(Collected data)
⁂

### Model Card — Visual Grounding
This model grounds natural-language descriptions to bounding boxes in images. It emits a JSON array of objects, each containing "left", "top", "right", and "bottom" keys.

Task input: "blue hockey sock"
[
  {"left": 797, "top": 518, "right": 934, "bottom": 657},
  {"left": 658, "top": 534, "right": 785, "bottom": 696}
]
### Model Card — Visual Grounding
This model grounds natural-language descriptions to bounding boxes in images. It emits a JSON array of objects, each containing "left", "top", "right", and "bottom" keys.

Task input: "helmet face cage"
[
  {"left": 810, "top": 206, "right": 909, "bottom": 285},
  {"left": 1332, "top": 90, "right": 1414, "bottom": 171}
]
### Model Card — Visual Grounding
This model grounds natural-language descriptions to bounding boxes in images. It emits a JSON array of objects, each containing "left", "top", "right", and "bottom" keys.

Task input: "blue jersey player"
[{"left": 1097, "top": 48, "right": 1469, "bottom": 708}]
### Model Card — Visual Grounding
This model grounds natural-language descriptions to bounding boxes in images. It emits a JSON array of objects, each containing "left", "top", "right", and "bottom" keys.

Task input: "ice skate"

⁂

**Problem:** Exactly as written above, copy every line.

**Reply to the exercise:**
### Model Card — Visual Grounding
This model grounds natural-language descriptions to bounding boxes in images. It emits a JSON array of objects, each containing "left", "top", "right", and "bottom" keys.

Task input: "blue hockey sock"
[
  {"left": 797, "top": 518, "right": 934, "bottom": 657},
  {"left": 658, "top": 534, "right": 785, "bottom": 696}
]
### Model Card — Visual Grounding
This model grounds natural-language descriptions to bounding boxes in images. It emits a JSON array of objects, each containing "left", "top", "right", and "bottom" keys.

Task input: "helmet face cage"
[
  {"left": 810, "top": 206, "right": 909, "bottom": 285},
  {"left": 1332, "top": 90, "right": 1414, "bottom": 171}
]
### Model Card — Visual Grounding
This model grounds natural-language descriptions to bounding boxes in images. It emits a JSON array of objects, each containing "left", "top", "right", and "bottom" keys.

Task input: "blue jersey player"
[{"left": 1097, "top": 48, "right": 1469, "bottom": 708}]
### Model Card — Visual Grounding
This model grounds natural-language descriptions to bounding boxes in images. It emits a JSON array of objects, each containing "left", "top", "right", and "bottom" keys.

Task input: "ice skate"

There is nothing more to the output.